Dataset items
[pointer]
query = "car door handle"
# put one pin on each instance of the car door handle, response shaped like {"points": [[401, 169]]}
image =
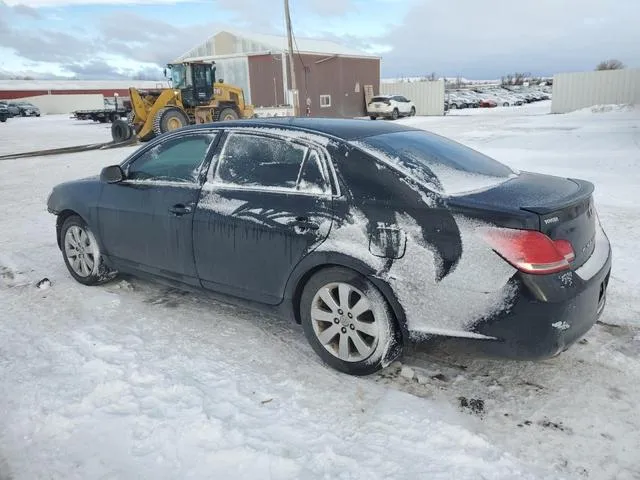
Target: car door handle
{"points": [[303, 223], [180, 209]]}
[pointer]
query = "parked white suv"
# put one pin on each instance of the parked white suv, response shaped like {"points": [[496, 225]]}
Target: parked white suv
{"points": [[390, 106]]}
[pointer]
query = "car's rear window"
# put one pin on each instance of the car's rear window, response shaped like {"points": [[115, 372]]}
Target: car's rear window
{"points": [[425, 155]]}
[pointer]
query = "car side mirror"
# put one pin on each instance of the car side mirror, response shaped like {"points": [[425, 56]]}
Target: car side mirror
{"points": [[112, 174]]}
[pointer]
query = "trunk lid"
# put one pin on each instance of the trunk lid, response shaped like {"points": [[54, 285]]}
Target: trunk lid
{"points": [[564, 207]]}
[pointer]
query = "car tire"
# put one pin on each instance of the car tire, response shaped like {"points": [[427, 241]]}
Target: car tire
{"points": [[81, 253], [350, 336]]}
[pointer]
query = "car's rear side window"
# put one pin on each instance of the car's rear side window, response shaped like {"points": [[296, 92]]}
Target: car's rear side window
{"points": [[178, 160], [251, 160], [447, 166]]}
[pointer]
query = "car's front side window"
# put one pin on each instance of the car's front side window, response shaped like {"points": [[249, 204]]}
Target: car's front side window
{"points": [[176, 160], [262, 161]]}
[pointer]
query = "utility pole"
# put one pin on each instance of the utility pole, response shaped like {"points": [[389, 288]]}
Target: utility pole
{"points": [[292, 70]]}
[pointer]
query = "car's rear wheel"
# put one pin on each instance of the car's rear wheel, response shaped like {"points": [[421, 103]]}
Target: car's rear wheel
{"points": [[81, 253], [348, 322]]}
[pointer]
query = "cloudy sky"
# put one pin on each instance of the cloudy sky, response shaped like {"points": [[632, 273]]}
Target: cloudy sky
{"points": [[475, 39]]}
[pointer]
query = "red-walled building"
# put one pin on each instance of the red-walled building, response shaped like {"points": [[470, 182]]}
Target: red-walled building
{"points": [[332, 78]]}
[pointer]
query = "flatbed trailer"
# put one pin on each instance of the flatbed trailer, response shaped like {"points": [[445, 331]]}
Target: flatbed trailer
{"points": [[103, 115]]}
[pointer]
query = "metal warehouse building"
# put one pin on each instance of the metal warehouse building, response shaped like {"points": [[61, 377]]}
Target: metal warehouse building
{"points": [[64, 96], [572, 91], [332, 79]]}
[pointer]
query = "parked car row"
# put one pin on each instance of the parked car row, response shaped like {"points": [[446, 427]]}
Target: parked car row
{"points": [[390, 106], [20, 108], [4, 113], [494, 97]]}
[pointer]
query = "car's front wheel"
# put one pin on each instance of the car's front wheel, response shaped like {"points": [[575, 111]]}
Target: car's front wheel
{"points": [[81, 253], [348, 322]]}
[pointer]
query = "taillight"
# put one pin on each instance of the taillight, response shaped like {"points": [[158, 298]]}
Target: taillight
{"points": [[566, 249], [530, 251]]}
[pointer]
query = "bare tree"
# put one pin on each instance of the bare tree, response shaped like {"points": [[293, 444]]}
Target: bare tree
{"points": [[611, 64]]}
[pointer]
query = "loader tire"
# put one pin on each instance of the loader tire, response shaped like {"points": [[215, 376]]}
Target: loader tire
{"points": [[120, 131], [168, 119], [228, 114]]}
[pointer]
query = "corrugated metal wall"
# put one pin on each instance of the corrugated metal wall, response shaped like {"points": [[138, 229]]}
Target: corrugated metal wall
{"points": [[572, 91], [427, 96], [50, 104], [235, 71]]}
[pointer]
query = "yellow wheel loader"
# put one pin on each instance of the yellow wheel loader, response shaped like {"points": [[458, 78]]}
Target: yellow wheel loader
{"points": [[194, 97]]}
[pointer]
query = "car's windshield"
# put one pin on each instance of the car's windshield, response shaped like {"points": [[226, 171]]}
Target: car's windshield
{"points": [[442, 164]]}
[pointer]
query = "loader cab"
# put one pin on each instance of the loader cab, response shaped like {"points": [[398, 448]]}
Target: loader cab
{"points": [[195, 82]]}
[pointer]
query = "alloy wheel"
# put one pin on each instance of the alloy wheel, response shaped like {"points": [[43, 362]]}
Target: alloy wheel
{"points": [[344, 322], [80, 249]]}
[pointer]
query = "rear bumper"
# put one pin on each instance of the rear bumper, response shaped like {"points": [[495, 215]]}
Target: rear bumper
{"points": [[550, 312]]}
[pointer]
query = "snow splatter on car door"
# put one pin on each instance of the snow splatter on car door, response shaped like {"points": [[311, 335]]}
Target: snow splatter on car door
{"points": [[267, 204]]}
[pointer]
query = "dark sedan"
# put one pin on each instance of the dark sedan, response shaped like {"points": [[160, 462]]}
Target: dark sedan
{"points": [[368, 234]]}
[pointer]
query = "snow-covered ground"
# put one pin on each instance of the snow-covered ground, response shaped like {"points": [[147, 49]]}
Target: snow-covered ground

■ To do
Your copy of the data above should match it exactly, except that pictures are left out.

■ Output of the exercise
[pointer]
query = "car door handle"
# put one pin on each instance of the car door handle, response shaped like {"points": [[401, 169]]}
image =
Target: car door handle
{"points": [[303, 223], [180, 209]]}
[pointer]
query = "parked white suv"
# put one pin on each instance of the parked white suv, response shaped like {"points": [[496, 225]]}
Target: parked white suv
{"points": [[390, 106]]}
[pointer]
query = "car's rear window"
# put one pin on each instance of the car's rear window, response shaped like {"points": [[115, 372]]}
Target: car's rear window
{"points": [[425, 155]]}
[pointer]
query = "car side mirror"
# put one pin on each instance of the car side mirror, response shaped like {"points": [[425, 56]]}
Target: car side mirror
{"points": [[112, 174]]}
[pointer]
query = "trunk lid"
# put one pin on each instance of the trunk lid, response shaped like {"points": [[54, 285]]}
Target: trunk lid
{"points": [[564, 207]]}
[pointer]
query = "car tire"
# put one pin on each instance of the car tire, response shaped like {"points": [[427, 241]]}
Target: car tire
{"points": [[81, 253], [350, 336]]}
[pointer]
query = "car's rear side window"
# put one pin on each instance of the car's rear side window, response shaped like {"points": [[296, 92]]}
Target: car's rear side window
{"points": [[178, 160], [251, 160], [447, 166]]}
[pointer]
query = "car's front side window"
# put one pin on each instance of the car's front side window, response shaped like {"points": [[249, 204]]}
Target: car's front side window
{"points": [[176, 160], [262, 161]]}
[pointer]
query = "utility pole"
# put one pin on each instance of the utility pole, response shaped like {"points": [[389, 288]]}
Target: utility pole
{"points": [[292, 70]]}
[pointer]
query = "car's rear wheel"
# put one pin on each instance of the car's rear wheel, response shaped like {"points": [[421, 103]]}
Target: car's rear wheel
{"points": [[81, 253], [348, 322]]}
[pointer]
query = "cloudy sky"
# put one pin on each instance of the cloudy sky, response shaped like {"points": [[632, 273]]}
Target: cloudy sky
{"points": [[475, 39]]}
[pointer]
query = "red-walled building"
# put one pin on each instance of the red-walled building, response shaped like {"points": [[470, 182]]}
Target: red-walled building
{"points": [[332, 78]]}
[pointer]
query = "flatbed trailer"
# put one pin on each instance of the flatbed trailer, response shaped like {"points": [[445, 331]]}
Target: flatbed trailer
{"points": [[103, 115]]}
[pointer]
query = "metal warehouse building"
# put one pin on each instance of the metal warehouse building, response shaped like {"points": [[61, 377]]}
Target: metal warehouse building
{"points": [[64, 96], [572, 91], [332, 79]]}
[pointer]
query = "parked car row"
# put one pin on each instance of the parked car row, response shaped like {"points": [[446, 427]]}
Target: parked car row
{"points": [[390, 106], [20, 108], [4, 113], [494, 97]]}
[pointer]
query = "car's front wheel"
# put one pin on each instance of the car's front wheel, response shaped like {"points": [[575, 111]]}
Target: car's front wheel
{"points": [[81, 253], [348, 322]]}
[pointer]
query = "taillight"
# put one pin on each instance of the taillight, response shaped like {"points": [[158, 298]]}
Target: taillight
{"points": [[566, 249], [530, 251]]}
[pointer]
query = "bare tree"
# put one pin on each instance of the bare tree, response shaped like {"points": [[293, 444]]}
Target: bare tree
{"points": [[611, 64]]}
[pointer]
query = "loader tire"
# put one pin on each instance of the loader tire, response shaped like {"points": [[215, 376]]}
Target: loader tire
{"points": [[120, 131], [168, 119], [228, 114]]}
[pointer]
query = "corrugated metal wall"
# put one pin on each instance of the corrugated metal wall, response shaped like {"points": [[138, 229]]}
Target: corrugated metal wall
{"points": [[572, 91], [427, 96], [50, 104], [235, 71]]}
[pointer]
query = "yellow wheel loader"
# put one pin on each instance of the yellow wheel loader, response shaped like {"points": [[458, 78]]}
Target: yellow wheel loader
{"points": [[194, 97]]}
[pointer]
query = "car's windshield"
# put one pin on each instance of the car's windshield, response shaped like {"points": [[226, 171]]}
Target: car's windshield
{"points": [[442, 164]]}
[pointer]
query = "loader cab"
# put one pin on each instance of the loader cab, response shaped like {"points": [[398, 448]]}
Target: loader cab
{"points": [[195, 82]]}
[pointer]
query = "alloy wheel"
# put one pin on each instance of the alloy wheel, response shaped like {"points": [[43, 362]]}
Target: alloy wheel
{"points": [[344, 322], [80, 249]]}
[pointer]
query = "rear bumper"
# put one pin on each instance of the rear bumper, response shaped like {"points": [[495, 215]]}
Target: rear bumper
{"points": [[550, 312]]}
[pointer]
query = "snow splatter on car door"
# put one pin on each instance of the snow splatter on car door, response shaped like {"points": [[311, 335]]}
Target: snow splatter on car door
{"points": [[267, 204]]}
[pointer]
query = "dark sedan"
# put one pin on each instance of the dark sedan, response shaped like {"points": [[160, 462]]}
Target: dark sedan
{"points": [[368, 234]]}
[pointer]
query = "snow-covered ground"
# put one pin on each instance of the snow-covered ground, response shaped like {"points": [[147, 49]]}
Target: snow-covered ground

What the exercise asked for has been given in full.